## REQUEST
Update the data below by changing every "dot" to "point" and leaving everything else as it is.

---------- DATASET

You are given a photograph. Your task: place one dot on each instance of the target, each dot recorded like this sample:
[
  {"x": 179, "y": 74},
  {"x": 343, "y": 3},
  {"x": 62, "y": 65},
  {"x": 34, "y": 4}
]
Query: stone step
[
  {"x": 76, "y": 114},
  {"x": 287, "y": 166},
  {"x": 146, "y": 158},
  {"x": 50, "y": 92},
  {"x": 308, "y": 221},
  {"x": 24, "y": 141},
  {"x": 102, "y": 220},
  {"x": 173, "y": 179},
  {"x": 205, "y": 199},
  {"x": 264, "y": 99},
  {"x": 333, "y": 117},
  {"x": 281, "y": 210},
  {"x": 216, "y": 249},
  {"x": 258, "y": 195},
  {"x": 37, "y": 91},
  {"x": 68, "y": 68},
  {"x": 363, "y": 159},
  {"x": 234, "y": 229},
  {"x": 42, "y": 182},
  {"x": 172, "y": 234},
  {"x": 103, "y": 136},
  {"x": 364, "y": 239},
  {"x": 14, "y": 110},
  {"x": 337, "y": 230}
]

--------------------

## PROBLEM SOLUTION
You are given a photograph. Your task: place one point on each instance of the target, each point recorded like this sample:
[
  {"x": 179, "y": 74},
  {"x": 343, "y": 3},
  {"x": 62, "y": 65},
  {"x": 34, "y": 4}
]
Query: stone step
[
  {"x": 76, "y": 114},
  {"x": 287, "y": 166},
  {"x": 146, "y": 158},
  {"x": 50, "y": 92},
  {"x": 308, "y": 221},
  {"x": 24, "y": 141},
  {"x": 102, "y": 220},
  {"x": 173, "y": 179},
  {"x": 205, "y": 199},
  {"x": 264, "y": 99},
  {"x": 333, "y": 117},
  {"x": 281, "y": 210},
  {"x": 216, "y": 249},
  {"x": 258, "y": 195},
  {"x": 37, "y": 91},
  {"x": 68, "y": 68},
  {"x": 363, "y": 159},
  {"x": 234, "y": 229},
  {"x": 42, "y": 182},
  {"x": 172, "y": 234},
  {"x": 103, "y": 136},
  {"x": 364, "y": 239},
  {"x": 14, "y": 110},
  {"x": 337, "y": 230}
]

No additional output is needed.